> Given request: Take the line containing "Shelf-audit tagging: put a marker on every instance of the brown" and all lines after it to the end of the records, and output them exactly.

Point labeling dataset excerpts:
## START

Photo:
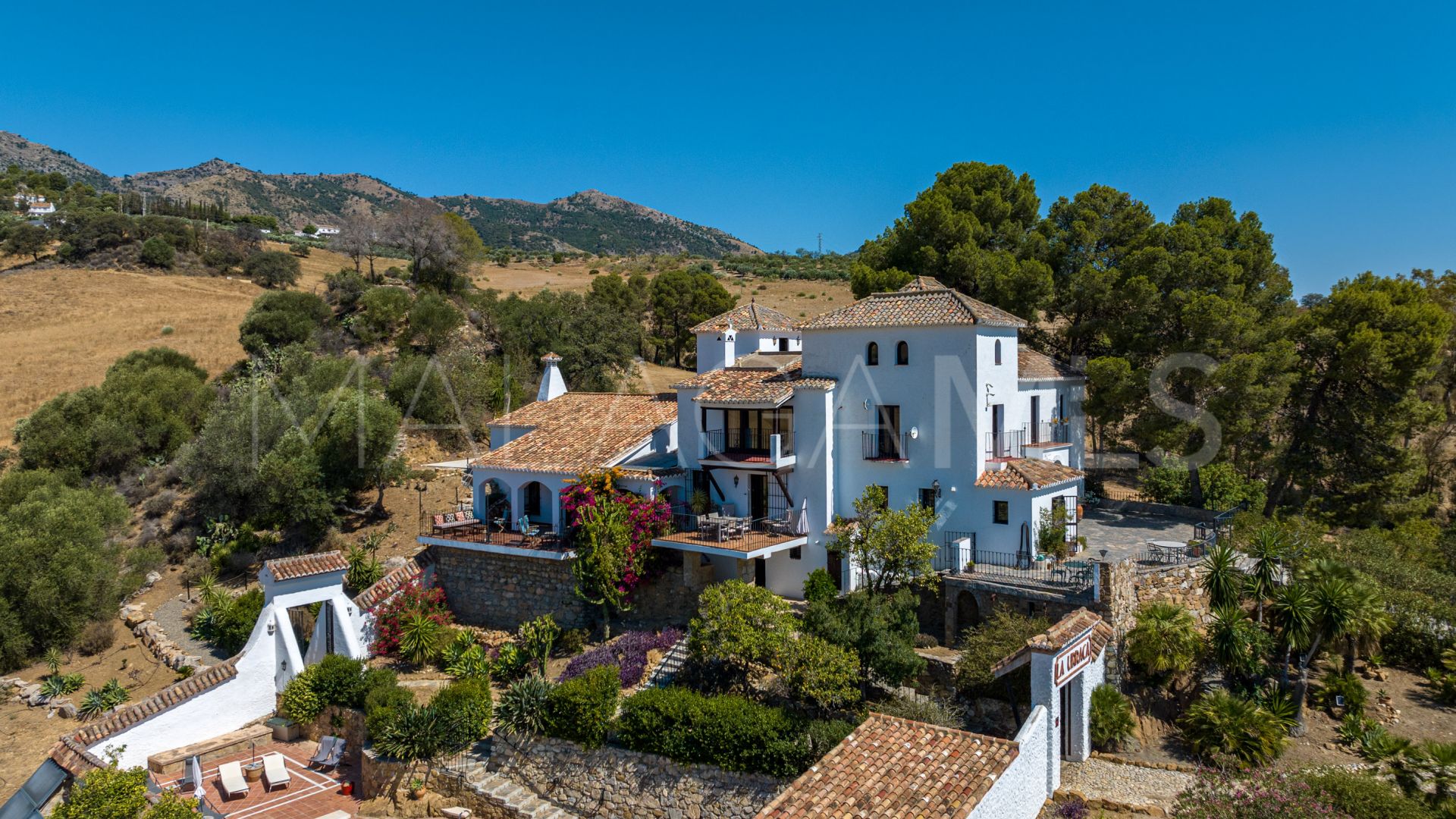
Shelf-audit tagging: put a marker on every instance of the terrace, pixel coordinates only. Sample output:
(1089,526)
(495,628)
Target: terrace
(310,793)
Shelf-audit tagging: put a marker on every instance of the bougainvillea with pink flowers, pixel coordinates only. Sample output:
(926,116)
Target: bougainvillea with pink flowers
(647,519)
(391,615)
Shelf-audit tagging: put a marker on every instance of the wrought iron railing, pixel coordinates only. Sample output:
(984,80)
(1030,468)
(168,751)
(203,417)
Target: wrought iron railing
(746,441)
(1005,445)
(884,445)
(1047,431)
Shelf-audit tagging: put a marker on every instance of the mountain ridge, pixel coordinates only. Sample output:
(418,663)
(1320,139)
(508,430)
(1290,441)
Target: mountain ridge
(585,221)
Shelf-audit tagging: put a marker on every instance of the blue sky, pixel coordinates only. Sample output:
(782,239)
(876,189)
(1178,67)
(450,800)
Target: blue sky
(1335,123)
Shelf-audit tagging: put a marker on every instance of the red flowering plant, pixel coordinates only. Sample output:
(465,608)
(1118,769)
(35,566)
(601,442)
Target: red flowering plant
(645,519)
(392,614)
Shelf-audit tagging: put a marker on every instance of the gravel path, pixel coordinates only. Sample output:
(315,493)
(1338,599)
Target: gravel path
(172,617)
(1130,784)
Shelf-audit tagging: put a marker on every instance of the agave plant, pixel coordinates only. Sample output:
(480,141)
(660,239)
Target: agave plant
(522,708)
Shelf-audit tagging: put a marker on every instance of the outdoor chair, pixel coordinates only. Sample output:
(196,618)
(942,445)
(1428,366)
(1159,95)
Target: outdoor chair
(231,780)
(325,749)
(275,773)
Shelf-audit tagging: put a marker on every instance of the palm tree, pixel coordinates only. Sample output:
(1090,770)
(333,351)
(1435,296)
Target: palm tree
(1267,547)
(1165,639)
(1222,579)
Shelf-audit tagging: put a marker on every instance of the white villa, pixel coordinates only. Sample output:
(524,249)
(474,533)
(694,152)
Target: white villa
(925,392)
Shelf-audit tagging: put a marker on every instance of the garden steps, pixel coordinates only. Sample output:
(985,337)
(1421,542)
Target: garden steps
(672,664)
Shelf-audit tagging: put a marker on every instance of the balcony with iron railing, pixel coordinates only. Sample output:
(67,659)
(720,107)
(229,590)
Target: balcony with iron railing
(748,447)
(884,445)
(1005,447)
(1047,433)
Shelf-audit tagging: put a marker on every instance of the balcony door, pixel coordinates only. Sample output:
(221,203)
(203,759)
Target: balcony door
(887,430)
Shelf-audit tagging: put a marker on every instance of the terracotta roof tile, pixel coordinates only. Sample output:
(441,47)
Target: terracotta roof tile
(1027,474)
(1059,635)
(66,752)
(306,566)
(924,302)
(753,384)
(747,316)
(1038,366)
(580,430)
(894,767)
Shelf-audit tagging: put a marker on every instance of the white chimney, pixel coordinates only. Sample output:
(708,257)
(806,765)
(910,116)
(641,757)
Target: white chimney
(552,384)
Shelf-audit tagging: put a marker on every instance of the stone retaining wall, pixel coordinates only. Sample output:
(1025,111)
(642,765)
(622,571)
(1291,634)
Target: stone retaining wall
(625,784)
(498,591)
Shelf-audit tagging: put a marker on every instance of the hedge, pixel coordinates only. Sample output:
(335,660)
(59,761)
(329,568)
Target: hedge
(730,732)
(582,708)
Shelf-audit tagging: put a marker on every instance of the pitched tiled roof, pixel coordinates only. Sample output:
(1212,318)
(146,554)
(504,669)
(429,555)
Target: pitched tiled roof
(1038,366)
(921,303)
(894,767)
(1027,474)
(753,384)
(1065,632)
(577,431)
(306,566)
(71,751)
(747,316)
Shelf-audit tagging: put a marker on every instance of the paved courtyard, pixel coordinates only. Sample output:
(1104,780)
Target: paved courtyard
(1125,534)
(309,796)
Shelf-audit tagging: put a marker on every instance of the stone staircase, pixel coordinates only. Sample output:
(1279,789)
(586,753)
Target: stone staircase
(509,793)
(664,672)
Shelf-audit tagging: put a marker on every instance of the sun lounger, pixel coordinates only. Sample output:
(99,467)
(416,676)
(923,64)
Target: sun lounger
(275,773)
(325,748)
(231,779)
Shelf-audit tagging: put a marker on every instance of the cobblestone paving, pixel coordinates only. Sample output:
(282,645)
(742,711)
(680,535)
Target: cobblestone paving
(1131,784)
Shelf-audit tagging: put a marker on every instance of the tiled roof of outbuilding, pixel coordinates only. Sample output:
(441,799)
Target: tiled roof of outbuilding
(306,566)
(1038,366)
(925,302)
(577,431)
(753,384)
(1027,474)
(896,767)
(747,316)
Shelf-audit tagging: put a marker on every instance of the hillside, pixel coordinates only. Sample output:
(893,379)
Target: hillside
(587,221)
(592,222)
(36,156)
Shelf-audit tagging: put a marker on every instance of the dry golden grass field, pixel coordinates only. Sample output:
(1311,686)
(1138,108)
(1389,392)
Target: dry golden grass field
(61,328)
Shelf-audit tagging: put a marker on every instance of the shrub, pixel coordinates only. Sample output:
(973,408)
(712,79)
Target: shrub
(158,253)
(1164,642)
(626,651)
(96,637)
(1335,686)
(731,732)
(271,268)
(935,711)
(522,708)
(819,586)
(582,708)
(1365,796)
(1110,717)
(1219,726)
(466,701)
(299,701)
(571,642)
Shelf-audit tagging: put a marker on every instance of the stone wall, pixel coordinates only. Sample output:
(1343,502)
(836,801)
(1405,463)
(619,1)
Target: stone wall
(1125,589)
(625,784)
(498,591)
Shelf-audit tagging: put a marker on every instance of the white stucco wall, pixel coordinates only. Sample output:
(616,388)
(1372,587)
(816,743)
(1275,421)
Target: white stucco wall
(1021,789)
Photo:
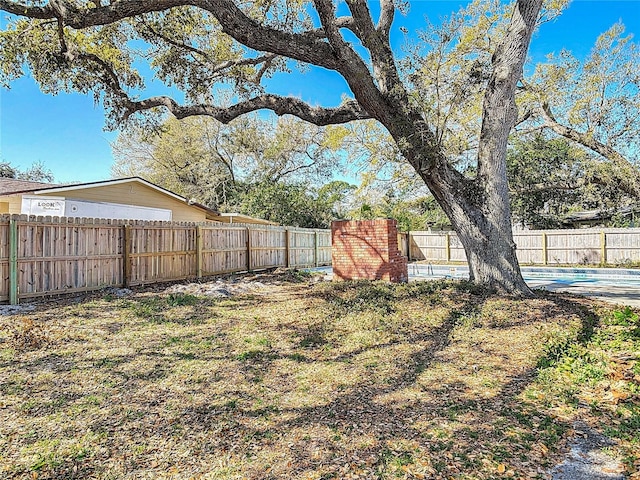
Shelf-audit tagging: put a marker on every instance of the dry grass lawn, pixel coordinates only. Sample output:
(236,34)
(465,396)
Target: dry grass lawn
(304,380)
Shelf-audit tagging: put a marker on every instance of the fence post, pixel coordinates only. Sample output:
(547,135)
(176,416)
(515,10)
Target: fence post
(448,246)
(287,248)
(248,249)
(126,256)
(199,251)
(13,262)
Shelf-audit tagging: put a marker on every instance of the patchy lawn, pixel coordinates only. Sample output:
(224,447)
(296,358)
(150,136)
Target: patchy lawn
(314,381)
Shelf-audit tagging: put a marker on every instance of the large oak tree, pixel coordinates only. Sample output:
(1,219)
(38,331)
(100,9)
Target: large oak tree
(193,45)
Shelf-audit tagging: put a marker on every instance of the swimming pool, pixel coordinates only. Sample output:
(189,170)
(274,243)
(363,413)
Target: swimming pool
(568,275)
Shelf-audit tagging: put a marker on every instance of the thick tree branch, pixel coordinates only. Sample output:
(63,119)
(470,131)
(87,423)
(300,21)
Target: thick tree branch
(216,68)
(387,12)
(305,47)
(347,112)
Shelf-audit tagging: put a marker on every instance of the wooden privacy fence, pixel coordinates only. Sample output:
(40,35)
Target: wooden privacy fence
(540,247)
(42,256)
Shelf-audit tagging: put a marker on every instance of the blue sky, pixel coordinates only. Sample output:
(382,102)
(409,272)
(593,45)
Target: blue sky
(66,132)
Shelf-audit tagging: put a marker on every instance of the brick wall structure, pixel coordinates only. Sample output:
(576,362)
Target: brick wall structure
(367,249)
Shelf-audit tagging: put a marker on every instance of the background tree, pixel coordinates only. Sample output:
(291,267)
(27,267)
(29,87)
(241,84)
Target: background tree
(201,158)
(35,173)
(550,178)
(594,103)
(93,48)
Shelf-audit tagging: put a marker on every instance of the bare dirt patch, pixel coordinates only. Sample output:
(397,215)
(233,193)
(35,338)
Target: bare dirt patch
(302,380)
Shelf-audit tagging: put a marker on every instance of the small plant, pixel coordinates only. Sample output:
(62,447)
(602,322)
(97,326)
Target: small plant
(180,299)
(28,335)
(625,318)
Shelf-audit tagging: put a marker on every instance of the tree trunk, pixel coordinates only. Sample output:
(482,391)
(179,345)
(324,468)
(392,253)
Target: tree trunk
(481,217)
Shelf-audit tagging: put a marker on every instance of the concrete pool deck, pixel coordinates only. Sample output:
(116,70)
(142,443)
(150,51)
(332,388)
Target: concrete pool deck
(620,286)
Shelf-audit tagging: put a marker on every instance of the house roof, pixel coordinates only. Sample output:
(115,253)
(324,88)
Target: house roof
(14,185)
(10,186)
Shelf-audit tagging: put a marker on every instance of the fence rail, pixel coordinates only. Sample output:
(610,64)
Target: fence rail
(50,255)
(540,247)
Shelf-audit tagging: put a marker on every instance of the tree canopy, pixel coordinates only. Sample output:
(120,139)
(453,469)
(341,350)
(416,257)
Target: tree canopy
(195,46)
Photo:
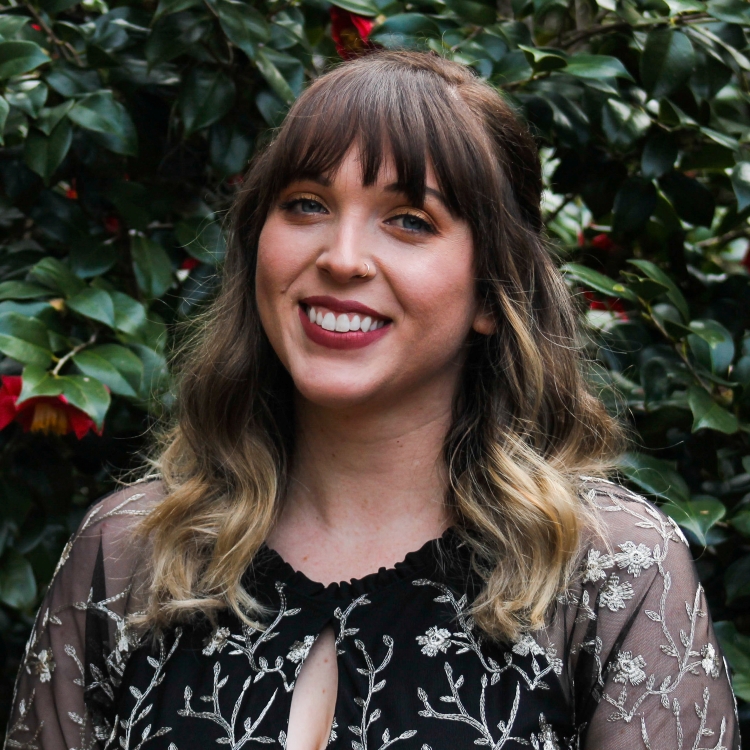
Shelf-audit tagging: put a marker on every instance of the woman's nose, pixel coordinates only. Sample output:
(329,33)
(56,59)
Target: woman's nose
(343,256)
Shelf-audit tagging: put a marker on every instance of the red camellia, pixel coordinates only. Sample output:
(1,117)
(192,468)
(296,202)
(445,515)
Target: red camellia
(610,305)
(51,415)
(350,32)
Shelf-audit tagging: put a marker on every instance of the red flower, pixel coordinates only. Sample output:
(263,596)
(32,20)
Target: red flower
(603,242)
(112,224)
(610,305)
(350,32)
(51,415)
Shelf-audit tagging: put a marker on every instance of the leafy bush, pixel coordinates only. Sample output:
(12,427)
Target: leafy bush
(127,128)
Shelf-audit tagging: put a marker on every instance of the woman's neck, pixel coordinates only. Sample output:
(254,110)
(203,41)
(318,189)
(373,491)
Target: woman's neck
(365,488)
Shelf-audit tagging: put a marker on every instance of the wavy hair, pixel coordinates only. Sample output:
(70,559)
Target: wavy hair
(525,425)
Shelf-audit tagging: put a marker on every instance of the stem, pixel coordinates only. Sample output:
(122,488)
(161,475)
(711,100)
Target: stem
(72,353)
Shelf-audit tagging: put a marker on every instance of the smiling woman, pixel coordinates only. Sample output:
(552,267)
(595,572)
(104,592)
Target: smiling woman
(382,515)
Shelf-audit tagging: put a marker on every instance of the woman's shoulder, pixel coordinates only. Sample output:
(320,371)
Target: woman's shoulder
(106,537)
(627,530)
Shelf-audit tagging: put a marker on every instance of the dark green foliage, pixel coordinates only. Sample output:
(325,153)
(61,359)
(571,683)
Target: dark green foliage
(125,130)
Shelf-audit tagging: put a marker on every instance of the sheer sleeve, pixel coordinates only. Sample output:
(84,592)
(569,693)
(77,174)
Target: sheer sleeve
(646,668)
(78,648)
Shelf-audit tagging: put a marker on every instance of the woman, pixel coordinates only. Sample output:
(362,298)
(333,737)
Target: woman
(386,393)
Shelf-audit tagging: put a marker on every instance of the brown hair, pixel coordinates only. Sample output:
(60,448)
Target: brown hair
(525,425)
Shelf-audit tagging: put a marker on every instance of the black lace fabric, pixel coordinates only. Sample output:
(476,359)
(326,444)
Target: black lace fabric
(628,659)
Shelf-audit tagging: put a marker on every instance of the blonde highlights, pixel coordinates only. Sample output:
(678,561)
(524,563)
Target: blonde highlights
(525,425)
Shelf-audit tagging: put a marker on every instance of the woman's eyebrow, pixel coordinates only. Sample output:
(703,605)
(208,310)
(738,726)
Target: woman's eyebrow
(395,188)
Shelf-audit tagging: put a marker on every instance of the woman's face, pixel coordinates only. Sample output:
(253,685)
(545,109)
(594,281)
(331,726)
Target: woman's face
(347,339)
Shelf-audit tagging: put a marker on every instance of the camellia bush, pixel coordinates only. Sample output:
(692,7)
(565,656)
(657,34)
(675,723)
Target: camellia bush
(127,128)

## END

> Task output:
Shelf-audit tagging: put a marker on every instance of the brown hair, pixel coordinates only. Sample output:
(60,448)
Target: brown hair
(525,425)
Shelf-audit tagging: put a marker on every instance of the black lace fabric, pixel coordinates only. Sample output:
(476,359)
(326,444)
Target: black lace fabric
(628,659)
Shelf-audit tagging: put a marker on every instance of the blonde highlights, pixel coordinates only. Sample output:
(678,561)
(524,563)
Target: blonde highlights
(525,425)
Shelf-audit tagging: put a marker on every instance of the woman's eyebrow, pixel coordinates only. Sample output:
(703,605)
(208,310)
(738,726)
Target: woman's eyebrow
(395,188)
Shelf-audit tagging: put a marker on every instance of the woman's face, pixel coordinates only. Sample output:
(253,685)
(545,109)
(594,281)
(331,726)
Target: woman's face
(347,339)
Shelf-audit tagging: put a marker on every instance of the camellia bush, pixel coordinates only. Sample output:
(692,7)
(565,656)
(657,34)
(675,723)
Target: camellia bush
(127,128)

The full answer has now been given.